## TO BE DONE:
Please gather each row below that contains the word "instance" and copy it whole. Case counts.

## GIVEN INFORMATION:
<<<<
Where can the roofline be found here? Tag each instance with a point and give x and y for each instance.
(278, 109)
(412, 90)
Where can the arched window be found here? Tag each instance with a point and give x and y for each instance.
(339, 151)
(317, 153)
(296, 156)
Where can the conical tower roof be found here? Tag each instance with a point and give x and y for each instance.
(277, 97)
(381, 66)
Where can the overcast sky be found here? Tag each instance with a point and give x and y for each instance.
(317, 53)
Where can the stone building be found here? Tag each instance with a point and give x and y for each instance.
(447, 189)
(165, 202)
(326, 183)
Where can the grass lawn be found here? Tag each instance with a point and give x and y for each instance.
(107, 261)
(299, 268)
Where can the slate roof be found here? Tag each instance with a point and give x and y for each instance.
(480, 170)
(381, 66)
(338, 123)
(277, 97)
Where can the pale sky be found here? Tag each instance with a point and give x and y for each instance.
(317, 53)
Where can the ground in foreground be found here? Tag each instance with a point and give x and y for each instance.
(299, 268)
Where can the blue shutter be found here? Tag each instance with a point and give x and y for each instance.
>>>>
<<<<
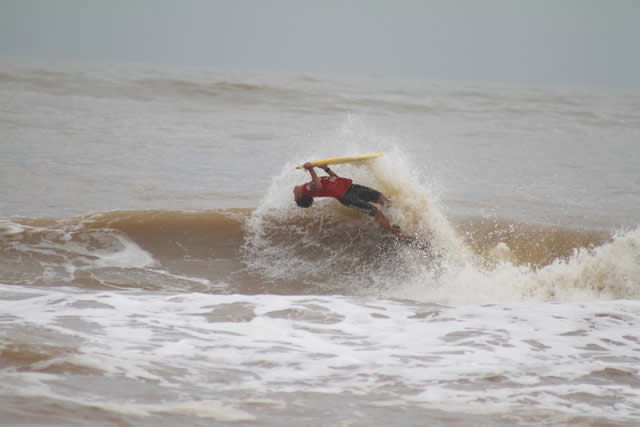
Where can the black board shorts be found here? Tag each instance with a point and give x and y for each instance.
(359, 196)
>>>>
## OUTPUT BELOW:
Where can the roofline be found here? Tag each instance with a point and give x and y for each instance.
Where can the arched window be found here? Tag each instance with a point and give x and y for each instance.
Where can the conical tower roof be found here? Tag each instance with a point and give x and y for each instance.
Where can the overcast sky be found here? Tag each instance with a point and give x and y for each instance.
Where can the stone building be found here? Tag each instance with a point and give x and y for each instance.
Where can the grass lawn be found here? Tag each instance with a point and give x and y for each instance.
Where can the slate roof be found here? Tag each instance with a point and give x and y for each instance.
Where can the pale sky be found here? Tag each instance with a point and give x and y for each instance.
Where can the ground in foreground be found here? Tag each instance with a point and give x and y for each instance.
Where can the blue shutter be found here? Tag each instance with a point and give x and y for each instance.
Where can the black board shorts be found here? Tag each instance with a point and give x and y for each instance.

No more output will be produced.